** WORK INSTRUCTIONS **
Every entry must be output exactly as it was written.

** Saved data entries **
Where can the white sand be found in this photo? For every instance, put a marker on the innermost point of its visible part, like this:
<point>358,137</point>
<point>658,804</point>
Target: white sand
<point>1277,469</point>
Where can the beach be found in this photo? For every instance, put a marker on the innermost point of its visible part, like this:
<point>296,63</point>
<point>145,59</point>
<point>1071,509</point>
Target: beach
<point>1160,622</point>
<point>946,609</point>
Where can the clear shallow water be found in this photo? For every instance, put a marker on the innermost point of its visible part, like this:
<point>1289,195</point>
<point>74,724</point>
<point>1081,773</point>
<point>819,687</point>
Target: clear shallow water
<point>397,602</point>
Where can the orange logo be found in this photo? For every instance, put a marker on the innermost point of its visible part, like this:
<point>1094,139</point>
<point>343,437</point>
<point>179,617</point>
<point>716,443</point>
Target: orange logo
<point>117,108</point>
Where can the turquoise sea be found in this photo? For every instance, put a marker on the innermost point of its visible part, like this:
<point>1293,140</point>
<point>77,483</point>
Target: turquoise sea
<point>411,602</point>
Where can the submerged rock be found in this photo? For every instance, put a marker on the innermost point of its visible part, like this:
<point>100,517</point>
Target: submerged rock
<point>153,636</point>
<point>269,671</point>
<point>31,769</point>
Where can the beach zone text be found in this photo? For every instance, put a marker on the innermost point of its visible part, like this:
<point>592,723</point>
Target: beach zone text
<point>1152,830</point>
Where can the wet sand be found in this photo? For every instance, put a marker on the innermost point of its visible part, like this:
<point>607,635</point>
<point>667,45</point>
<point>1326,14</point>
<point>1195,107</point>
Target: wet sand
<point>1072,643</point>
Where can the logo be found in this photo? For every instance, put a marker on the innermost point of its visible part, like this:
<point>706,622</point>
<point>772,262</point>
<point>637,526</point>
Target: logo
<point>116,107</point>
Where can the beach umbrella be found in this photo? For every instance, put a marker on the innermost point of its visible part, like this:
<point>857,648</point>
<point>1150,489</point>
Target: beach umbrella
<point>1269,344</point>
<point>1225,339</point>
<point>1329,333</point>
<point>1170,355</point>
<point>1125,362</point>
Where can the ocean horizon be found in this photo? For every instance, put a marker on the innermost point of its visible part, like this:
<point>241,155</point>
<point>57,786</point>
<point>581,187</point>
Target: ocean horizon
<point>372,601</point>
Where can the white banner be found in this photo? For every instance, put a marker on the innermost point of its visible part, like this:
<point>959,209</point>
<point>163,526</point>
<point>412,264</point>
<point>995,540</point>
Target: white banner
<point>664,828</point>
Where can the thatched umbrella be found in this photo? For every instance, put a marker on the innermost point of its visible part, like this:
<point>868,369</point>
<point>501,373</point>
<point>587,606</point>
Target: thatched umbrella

** TASK RESULT **
Where can the white sand be found in this photo? For every instance, put a marker on the innermost point of its visible part, like this:
<point>358,137</point>
<point>658,804</point>
Target: white sand
<point>1277,469</point>
Where can the beach be found in this photo? For every instance, put a marker on the innermost point of its visible part, like this:
<point>296,63</point>
<point>145,59</point>
<point>1071,509</point>
Target: beach
<point>1160,622</point>
<point>946,609</point>
Where can the clear shallow water be found in this photo? For every instance, put a marker on the innermost point of its visible part, like this:
<point>1289,195</point>
<point>74,724</point>
<point>1081,773</point>
<point>819,687</point>
Target: clear shallow water
<point>397,602</point>
Where can the orange logo be found in this photo? For every instance, put a marker on the innermost point of its visible part, like this:
<point>1094,139</point>
<point>343,437</point>
<point>179,617</point>
<point>716,443</point>
Target: orange logo
<point>117,108</point>
Where can the turquoise sea be found in this photo? For every instance, put a marker on the innermost point of its visible part, like this:
<point>1293,140</point>
<point>77,483</point>
Target: turquoise sea
<point>411,602</point>
Where can the submerged rock be found in this photo? For every instance, put a marker on the innermost point of its visible part, like this:
<point>100,517</point>
Target: submerged rock
<point>153,636</point>
<point>269,671</point>
<point>31,769</point>
Where can the beach zone text be found in this photo? For every instance, put a marker on the innermost point of its visible part, like this:
<point>592,723</point>
Target: beach zone text
<point>1152,830</point>
Where can the wet sand be found in this photo? For every instance, put a marker on the innermost point of its visible part, like this:
<point>607,635</point>
<point>667,45</point>
<point>1326,14</point>
<point>1195,107</point>
Target: wet sand
<point>1072,643</point>
Where can the logo be found in this photo? For every instance, put a marker on the innermost point of its visible part, like this:
<point>706,622</point>
<point>772,262</point>
<point>637,526</point>
Target: logo
<point>116,107</point>
Where can the beach umbrella be found in this photo? For every instance, put a marker on the innermost point of its visible part, like this:
<point>857,648</point>
<point>1150,489</point>
Target: beach umbrella
<point>1269,344</point>
<point>1225,339</point>
<point>1329,333</point>
<point>1170,355</point>
<point>1125,362</point>
Where can the ocean horizon be found in this photo? For every instance, put a marker on the innermost point of its visible part, like this:
<point>241,155</point>
<point>57,786</point>
<point>581,187</point>
Target: ocean horizon
<point>372,601</point>
Where can the white banner be found in this photo? For every instance, put a marker on the innermost point of its visible part, like this:
<point>959,209</point>
<point>163,526</point>
<point>412,264</point>
<point>995,540</point>
Target: white banner
<point>664,828</point>
Where can the thatched umbrella be found in this photo? For every instance, put a marker on the innermost point of its visible part, like this:
<point>868,369</point>
<point>501,373</point>
<point>587,606</point>
Target: thatched umbrella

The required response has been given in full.